Texte:

Ainsi l’art a gagné à cette diffusion de propriétés et de lumières ; la diffusion ne s’est faite que par le commerce, que par l’échange des communications, que par la navigation même.

Le marin est extrême en tout, cela doit être. La présence de la mer excite en lui le désir de la terre ; la présence de la terre, le désir de la mer. Il va perpétuellement de l’instinct impérieux du calme pour lequel il est né, comme les autres hommes, au besoin de reprendre ses habitudes d’isolement et de solitude agitée. Au milieu de l’orage, ou en proie aux indicibles langueurs d’une uniformité qui ne laisse pas distinguer le quantième du jour, le chiffre du mois ; dans cette vie étroitement encadrée, le marin rêve l’existence si facile et à la fois si complète de la terre. Surtout, c’est la campagne, ce sont les champs, les moissons, que la sympathie des contraires lui fait ardemment désirer de revoir. Pour deux pas de gazon, pour quelques touffes de lierre, pour un seul arbre qui s’arrondirait sur sa tête, que ne donnerait-il pas ? Que ne donnerait-il pas pour entendre monter, du fond du vallon, au moment où l’obscurité et les troupeaux descendent, le bêlement des chèvres, le cri du chien qui les rallie, la voix du maître qui appelle ; et tous ces bruits se mêler, se perdre, se nuancer, se fondre, s’éteindre sous des couches d’obscurité et de silence ? Son regard s’attacherait avec autant de joie à la chaumière où l’on fait du feu, que sur le phare qui signale le danger.

Lignes disponibles:
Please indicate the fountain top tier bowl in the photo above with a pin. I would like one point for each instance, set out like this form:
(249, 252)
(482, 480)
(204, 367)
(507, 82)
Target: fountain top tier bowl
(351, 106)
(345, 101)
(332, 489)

Tâches à faire:
• A. D'après le texte sur le marin, quel désir la présence de la mer fait-elle naître en lui ?
• B. Renvoyez chaque ligne qui contient le mot « tier », en tenant compte de la casse.

Réponses dans l'ordre:
• A. Le désir de la terre.

• B.
Please indicate the fountain top tier bowl in the photo above with a pin. I would like one point for each instance, set out like this form:
Target: fountain top tier bowl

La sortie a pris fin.